What the exercise asks
The data below should be restated word for word, with every picture omitted.

____________________

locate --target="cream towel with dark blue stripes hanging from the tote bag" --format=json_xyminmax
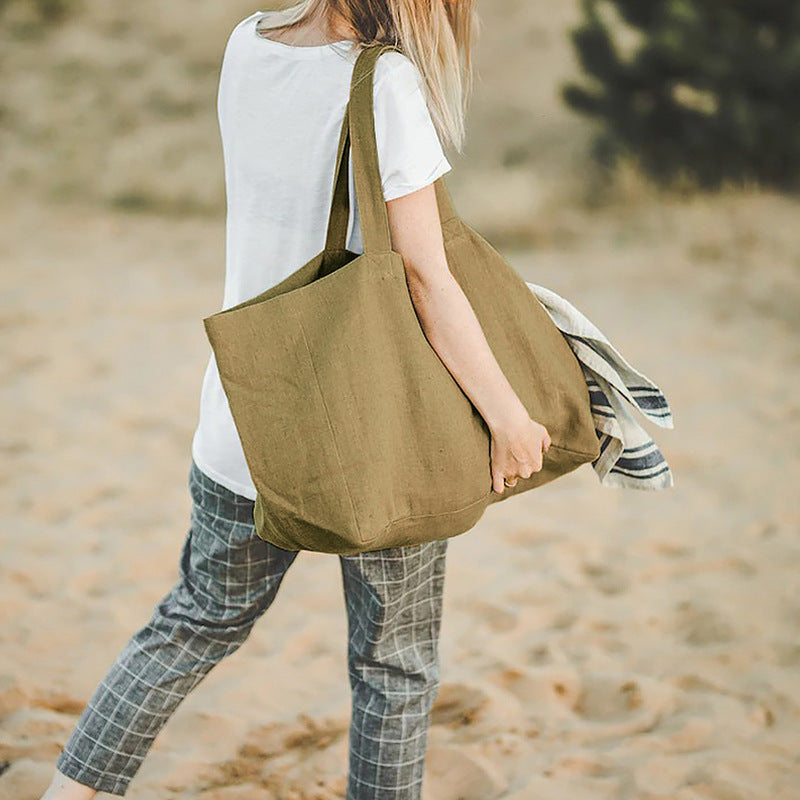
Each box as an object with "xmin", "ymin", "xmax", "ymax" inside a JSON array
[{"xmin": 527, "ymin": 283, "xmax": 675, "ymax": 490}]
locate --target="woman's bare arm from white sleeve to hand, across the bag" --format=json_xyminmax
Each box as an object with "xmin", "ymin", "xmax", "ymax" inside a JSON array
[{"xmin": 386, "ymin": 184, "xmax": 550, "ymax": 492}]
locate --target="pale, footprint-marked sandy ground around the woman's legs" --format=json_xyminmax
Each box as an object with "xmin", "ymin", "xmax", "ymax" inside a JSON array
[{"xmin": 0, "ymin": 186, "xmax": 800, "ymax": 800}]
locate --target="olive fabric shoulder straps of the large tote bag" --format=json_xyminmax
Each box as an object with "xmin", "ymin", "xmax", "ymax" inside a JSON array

____________________

Written answer
locate --target="cream towel with dark blue stripes hanging from the tote bag" --format=json_xyminmax
Each box as an object with "xmin", "ymin", "xmax", "ymax" inside a JSON array
[{"xmin": 527, "ymin": 283, "xmax": 675, "ymax": 490}]
locate --target="woman's bare arm from white sleeve to hand, across the bag" --format=json_xyminmax
Each box as an object with "xmin", "ymin", "xmax", "ymax" inside a JSON array
[{"xmin": 386, "ymin": 184, "xmax": 550, "ymax": 492}]
locate --target="pale, footprint-marked sandy ground around the woman's legs" --format=json_xyminmax
Each box as an object with "xmin", "ymin", "xmax", "ymax" inside a JSON array
[{"xmin": 0, "ymin": 186, "xmax": 800, "ymax": 800}]
locate --target="olive fabric shoulder straps of the large tote bag" --format=json_xyminmax
Each box as an object with "xmin", "ymin", "xmax", "ymax" inside a JSON array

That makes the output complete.